## [To do]
Would you please transcribe the records below from the line with "Could you point to the rope" through their final line, exactly and with no other lines?

--- START ---

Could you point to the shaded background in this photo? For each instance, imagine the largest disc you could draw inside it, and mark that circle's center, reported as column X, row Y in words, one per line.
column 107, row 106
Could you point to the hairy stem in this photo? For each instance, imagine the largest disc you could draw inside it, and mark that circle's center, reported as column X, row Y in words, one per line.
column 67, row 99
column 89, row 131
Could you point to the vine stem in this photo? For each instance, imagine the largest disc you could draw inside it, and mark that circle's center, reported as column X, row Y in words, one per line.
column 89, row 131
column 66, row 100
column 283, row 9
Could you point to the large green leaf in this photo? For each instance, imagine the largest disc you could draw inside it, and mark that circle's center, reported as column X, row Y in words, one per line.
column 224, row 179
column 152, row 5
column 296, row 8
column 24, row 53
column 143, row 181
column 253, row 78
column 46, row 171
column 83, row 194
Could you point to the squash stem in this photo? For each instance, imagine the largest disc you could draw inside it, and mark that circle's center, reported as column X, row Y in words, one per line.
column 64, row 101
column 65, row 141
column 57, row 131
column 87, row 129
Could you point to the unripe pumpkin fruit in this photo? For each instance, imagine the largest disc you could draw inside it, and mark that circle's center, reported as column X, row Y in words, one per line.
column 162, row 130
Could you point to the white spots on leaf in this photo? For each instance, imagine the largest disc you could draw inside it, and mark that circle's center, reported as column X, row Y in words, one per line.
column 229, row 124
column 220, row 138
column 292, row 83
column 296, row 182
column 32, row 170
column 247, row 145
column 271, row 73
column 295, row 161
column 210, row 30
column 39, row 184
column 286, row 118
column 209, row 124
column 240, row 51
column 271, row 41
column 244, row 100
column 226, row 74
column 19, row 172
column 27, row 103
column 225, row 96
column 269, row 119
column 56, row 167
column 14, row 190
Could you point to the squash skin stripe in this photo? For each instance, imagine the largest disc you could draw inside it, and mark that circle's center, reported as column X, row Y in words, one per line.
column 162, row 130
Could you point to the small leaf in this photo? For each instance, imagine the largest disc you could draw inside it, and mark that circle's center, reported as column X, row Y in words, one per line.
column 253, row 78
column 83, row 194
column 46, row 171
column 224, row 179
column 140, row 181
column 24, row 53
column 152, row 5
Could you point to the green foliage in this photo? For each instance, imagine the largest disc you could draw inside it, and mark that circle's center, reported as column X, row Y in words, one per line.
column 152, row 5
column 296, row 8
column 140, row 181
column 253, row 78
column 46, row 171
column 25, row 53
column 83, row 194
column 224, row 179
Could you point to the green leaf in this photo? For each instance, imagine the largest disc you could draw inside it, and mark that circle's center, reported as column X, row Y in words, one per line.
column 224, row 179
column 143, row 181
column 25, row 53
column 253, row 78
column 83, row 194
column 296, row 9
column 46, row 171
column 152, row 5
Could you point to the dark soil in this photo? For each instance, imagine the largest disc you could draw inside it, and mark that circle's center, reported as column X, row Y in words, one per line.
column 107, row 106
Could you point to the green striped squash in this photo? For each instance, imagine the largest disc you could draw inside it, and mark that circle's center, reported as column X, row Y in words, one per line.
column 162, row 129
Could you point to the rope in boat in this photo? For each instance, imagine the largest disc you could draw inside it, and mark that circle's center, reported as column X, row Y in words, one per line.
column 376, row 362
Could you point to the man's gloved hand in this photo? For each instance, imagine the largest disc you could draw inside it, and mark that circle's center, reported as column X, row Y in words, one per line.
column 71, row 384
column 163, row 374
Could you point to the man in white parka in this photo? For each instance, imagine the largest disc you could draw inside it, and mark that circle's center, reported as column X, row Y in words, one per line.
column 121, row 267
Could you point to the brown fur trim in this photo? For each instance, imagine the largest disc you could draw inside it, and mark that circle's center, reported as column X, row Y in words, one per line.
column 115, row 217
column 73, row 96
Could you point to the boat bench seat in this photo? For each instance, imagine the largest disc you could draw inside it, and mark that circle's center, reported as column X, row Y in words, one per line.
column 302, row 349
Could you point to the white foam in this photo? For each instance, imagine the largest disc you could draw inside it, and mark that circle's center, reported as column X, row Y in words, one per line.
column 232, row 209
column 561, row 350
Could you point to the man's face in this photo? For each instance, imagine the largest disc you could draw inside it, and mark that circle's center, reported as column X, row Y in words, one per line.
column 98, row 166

--- END ---

## [Answer]
Could you point to the rope in boat in this photo? For each instance, imagine the largest disc you could draw inside it, and mark that circle's center, reported as column X, row Y in words, one per line.
column 376, row 362
Could you point to the man's gloved hand in this photo? For each instance, imagine the largest disc you could draw inside it, and mark that circle's center, reported as column X, row Y in words, one per line.
column 71, row 384
column 163, row 374
Could you point to the man in white parka in this photo? For each instance, imagine the largest disc you could draw inside it, and mark that circle's center, reported as column X, row Y in words, one per line.
column 121, row 267
Could you point to the brown fur trim in this photo? For each instance, imagine the largest disc you could draw inside it, and mark that circle's center, reported as column X, row Y in words, one per line.
column 115, row 217
column 73, row 96
Could you point to the boat bench seat in this photo? For each instance, imagine the largest disc you could draw inside it, and mark that circle's center, reported as column X, row Y in words, one per line.
column 302, row 349
Could you point to the white foam in this photo? For each instance, imagine the largest disc you could draw inside it, and mark that circle's center, reported as column X, row Y in words, one per line.
column 232, row 209
column 561, row 350
Could you point to the man's face in this photo? For each instance, imagine the largest disc you could draw inside it, and mark that circle's center, reported as column X, row Y in words, one per line.
column 98, row 166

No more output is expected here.